Saved entries:
________

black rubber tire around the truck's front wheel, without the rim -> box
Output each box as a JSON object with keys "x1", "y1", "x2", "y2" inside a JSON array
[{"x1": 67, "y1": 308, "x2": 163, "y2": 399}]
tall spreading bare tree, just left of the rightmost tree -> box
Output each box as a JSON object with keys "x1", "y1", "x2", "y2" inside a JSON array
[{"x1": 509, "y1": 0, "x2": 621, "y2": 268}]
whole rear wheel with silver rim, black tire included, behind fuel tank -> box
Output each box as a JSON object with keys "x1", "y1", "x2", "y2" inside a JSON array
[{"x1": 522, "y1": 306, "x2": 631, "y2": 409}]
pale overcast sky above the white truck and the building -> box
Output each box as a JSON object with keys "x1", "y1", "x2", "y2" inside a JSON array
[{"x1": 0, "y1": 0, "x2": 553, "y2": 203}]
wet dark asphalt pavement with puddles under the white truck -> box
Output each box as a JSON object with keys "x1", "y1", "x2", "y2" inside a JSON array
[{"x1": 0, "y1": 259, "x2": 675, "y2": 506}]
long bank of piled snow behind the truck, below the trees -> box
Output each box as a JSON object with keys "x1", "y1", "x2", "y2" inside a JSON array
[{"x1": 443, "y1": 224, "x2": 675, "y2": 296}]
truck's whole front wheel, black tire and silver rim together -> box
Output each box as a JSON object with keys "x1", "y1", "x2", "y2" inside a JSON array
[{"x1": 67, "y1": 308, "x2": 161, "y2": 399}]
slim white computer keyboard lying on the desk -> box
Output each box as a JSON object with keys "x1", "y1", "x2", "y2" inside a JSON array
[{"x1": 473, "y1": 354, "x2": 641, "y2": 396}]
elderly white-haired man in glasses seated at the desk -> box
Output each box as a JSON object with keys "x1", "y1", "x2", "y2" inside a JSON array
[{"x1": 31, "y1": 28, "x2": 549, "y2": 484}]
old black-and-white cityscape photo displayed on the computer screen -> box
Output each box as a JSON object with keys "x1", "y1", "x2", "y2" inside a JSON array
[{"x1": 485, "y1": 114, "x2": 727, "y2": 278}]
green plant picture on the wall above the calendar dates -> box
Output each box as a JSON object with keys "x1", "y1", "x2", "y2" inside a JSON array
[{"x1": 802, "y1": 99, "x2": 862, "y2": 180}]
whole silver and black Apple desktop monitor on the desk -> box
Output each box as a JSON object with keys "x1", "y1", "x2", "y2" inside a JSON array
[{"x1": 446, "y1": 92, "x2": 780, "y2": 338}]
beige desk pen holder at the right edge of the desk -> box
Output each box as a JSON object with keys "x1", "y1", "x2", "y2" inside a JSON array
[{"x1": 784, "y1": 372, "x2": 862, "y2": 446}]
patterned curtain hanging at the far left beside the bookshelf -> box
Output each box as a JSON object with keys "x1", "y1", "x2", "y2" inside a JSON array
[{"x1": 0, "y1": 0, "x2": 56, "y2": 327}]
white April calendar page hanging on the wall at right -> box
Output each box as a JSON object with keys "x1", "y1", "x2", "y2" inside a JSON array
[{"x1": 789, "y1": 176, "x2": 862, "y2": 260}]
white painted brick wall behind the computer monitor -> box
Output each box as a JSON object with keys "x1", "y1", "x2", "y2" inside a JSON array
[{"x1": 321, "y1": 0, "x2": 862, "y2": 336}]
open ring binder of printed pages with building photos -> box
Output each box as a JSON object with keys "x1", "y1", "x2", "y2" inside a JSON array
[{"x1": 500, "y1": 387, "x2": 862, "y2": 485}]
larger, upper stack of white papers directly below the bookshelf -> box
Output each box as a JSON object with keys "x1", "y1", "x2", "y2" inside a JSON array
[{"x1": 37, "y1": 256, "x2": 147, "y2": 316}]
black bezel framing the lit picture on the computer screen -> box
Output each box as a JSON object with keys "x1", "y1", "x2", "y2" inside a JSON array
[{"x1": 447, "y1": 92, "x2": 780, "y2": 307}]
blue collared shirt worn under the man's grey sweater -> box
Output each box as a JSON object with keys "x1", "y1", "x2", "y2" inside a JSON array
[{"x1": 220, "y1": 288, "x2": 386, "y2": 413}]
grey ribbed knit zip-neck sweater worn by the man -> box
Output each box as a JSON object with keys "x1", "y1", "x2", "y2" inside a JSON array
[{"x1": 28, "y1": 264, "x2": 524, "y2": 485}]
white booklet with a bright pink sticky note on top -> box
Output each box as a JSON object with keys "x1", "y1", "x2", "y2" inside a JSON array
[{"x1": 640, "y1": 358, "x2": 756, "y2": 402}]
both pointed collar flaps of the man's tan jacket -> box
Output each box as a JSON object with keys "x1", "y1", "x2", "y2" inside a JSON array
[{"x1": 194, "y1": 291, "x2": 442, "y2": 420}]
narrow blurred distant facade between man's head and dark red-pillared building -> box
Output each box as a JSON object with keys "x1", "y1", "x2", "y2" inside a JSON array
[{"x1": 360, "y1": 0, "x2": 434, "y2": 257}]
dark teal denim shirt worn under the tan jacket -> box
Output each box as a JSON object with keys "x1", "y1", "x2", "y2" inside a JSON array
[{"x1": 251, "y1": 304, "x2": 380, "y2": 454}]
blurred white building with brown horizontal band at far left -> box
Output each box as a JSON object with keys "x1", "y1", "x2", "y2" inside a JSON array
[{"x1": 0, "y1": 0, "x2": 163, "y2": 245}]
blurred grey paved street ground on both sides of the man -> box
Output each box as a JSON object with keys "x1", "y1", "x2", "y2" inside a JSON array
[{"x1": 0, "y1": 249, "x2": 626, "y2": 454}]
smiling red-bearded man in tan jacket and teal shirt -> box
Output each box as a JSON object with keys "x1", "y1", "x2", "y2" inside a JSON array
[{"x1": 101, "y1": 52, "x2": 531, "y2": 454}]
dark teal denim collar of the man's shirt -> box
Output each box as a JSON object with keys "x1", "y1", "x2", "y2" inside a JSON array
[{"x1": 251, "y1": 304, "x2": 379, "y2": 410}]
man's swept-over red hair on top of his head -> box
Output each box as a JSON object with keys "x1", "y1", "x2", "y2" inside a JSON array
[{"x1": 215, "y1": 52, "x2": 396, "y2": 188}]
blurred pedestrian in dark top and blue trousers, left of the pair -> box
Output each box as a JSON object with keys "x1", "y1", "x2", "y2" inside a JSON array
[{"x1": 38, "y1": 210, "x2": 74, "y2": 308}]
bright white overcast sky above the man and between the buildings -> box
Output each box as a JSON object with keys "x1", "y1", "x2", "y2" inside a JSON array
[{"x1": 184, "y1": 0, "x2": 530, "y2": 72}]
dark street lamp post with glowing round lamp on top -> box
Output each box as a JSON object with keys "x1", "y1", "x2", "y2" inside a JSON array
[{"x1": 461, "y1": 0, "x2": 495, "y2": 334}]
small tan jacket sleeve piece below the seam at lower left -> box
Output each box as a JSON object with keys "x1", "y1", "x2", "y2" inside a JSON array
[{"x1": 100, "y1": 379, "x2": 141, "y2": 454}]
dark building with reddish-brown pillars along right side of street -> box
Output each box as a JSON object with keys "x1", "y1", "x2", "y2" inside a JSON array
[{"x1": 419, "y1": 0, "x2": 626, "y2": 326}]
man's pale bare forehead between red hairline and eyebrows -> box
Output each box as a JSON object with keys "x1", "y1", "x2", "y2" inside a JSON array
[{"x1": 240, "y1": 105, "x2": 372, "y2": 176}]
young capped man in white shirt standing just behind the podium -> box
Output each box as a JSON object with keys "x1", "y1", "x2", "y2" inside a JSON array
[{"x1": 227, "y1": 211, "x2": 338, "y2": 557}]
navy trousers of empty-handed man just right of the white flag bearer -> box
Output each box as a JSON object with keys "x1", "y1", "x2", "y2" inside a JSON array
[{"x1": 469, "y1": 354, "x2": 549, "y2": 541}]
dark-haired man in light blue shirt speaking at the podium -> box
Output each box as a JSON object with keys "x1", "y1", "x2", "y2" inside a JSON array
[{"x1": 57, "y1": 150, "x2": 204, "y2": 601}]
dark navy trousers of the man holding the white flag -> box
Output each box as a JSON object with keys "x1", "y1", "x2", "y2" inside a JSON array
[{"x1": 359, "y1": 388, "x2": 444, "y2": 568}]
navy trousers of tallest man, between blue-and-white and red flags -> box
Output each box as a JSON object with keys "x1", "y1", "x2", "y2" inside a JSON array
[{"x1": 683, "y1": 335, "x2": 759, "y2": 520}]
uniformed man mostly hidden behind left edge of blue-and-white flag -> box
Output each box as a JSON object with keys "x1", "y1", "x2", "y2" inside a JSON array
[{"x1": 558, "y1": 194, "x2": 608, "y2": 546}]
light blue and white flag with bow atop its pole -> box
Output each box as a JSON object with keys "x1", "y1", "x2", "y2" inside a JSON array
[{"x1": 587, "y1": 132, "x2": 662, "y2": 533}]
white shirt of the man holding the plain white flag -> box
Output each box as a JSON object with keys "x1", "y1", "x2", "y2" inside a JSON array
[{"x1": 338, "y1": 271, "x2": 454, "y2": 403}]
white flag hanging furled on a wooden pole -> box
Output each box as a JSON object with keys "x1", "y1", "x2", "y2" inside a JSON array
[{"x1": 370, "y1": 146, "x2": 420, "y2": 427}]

________

- EXERCISE PROMPT: From the first line of the records above to the line that contains "whole silver and", quote each line exactly.

- YOUR SOLUTION:
black rubber tire around the truck's front wheel, without the rim -> box
Output each box as a JSON object with keys "x1", "y1", "x2", "y2" inside a JSON array
[{"x1": 67, "y1": 308, "x2": 163, "y2": 399}]
tall spreading bare tree, just left of the rightmost tree -> box
Output each box as a JSON object with keys "x1", "y1", "x2", "y2" inside a JSON array
[{"x1": 509, "y1": 0, "x2": 621, "y2": 268}]
whole rear wheel with silver rim, black tire included, behind fuel tank -> box
Output each box as a JSON object with keys "x1", "y1", "x2", "y2" inside a JSON array
[{"x1": 522, "y1": 306, "x2": 631, "y2": 409}]
pale overcast sky above the white truck and the building -> box
Output each box as a JSON object with keys "x1", "y1", "x2", "y2" inside a JSON array
[{"x1": 0, "y1": 0, "x2": 553, "y2": 203}]
wet dark asphalt pavement with puddles under the white truck -> box
Output each box as a JSON object with keys "x1", "y1", "x2", "y2" inside a JSON array
[{"x1": 0, "y1": 259, "x2": 675, "y2": 506}]
long bank of piled snow behind the truck, below the trees -> box
Output each box as a JSON object with keys "x1", "y1", "x2", "y2" inside a JSON array
[{"x1": 443, "y1": 224, "x2": 675, "y2": 296}]
truck's whole front wheel, black tire and silver rim together -> box
Output each box as a JSON object with keys "x1", "y1", "x2", "y2" inside a JSON array
[{"x1": 67, "y1": 308, "x2": 161, "y2": 399}]
slim white computer keyboard lying on the desk -> box
Output each box as a JSON object with keys "x1", "y1", "x2", "y2" inside a JSON array
[{"x1": 473, "y1": 354, "x2": 641, "y2": 396}]
elderly white-haired man in glasses seated at the desk -> box
Output each box as a JSON object with keys "x1", "y1", "x2", "y2" inside a JSON array
[{"x1": 31, "y1": 28, "x2": 549, "y2": 484}]
old black-and-white cityscape photo displayed on the computer screen -> box
Output each box as a JSON object with keys "x1", "y1", "x2", "y2" inside a JSON array
[{"x1": 485, "y1": 114, "x2": 727, "y2": 278}]
green plant picture on the wall above the calendar dates -> box
Output each box as a JSON object with keys "x1", "y1", "x2", "y2" inside a JSON array
[{"x1": 802, "y1": 99, "x2": 862, "y2": 180}]
whole silver and black Apple desktop monitor on the desk -> box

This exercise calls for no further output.